Point annotations on photos
=======
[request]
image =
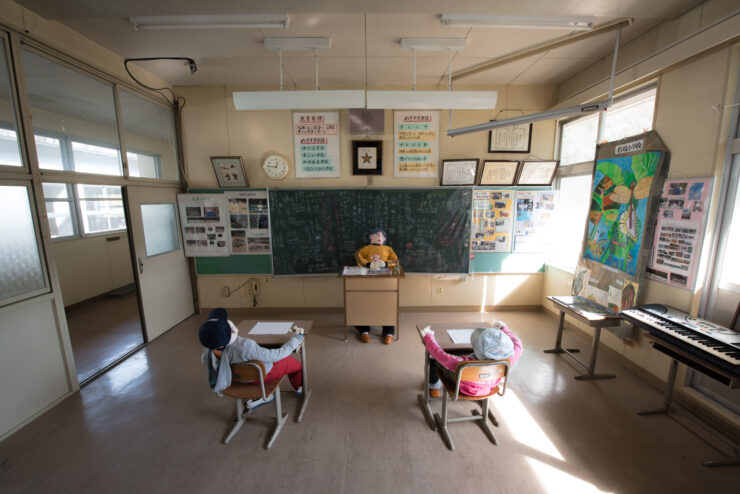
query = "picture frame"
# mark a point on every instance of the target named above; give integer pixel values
(511, 139)
(459, 172)
(537, 172)
(367, 157)
(498, 172)
(229, 171)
=======
Prompt —
Print the material above line for line without changing anything, and leave the pictures out.

Output for this task —
[request]
image =
query = "picture frame"
# mark a point on every instance of the target named above; give integer pixel values
(511, 139)
(459, 172)
(537, 172)
(367, 157)
(498, 172)
(229, 171)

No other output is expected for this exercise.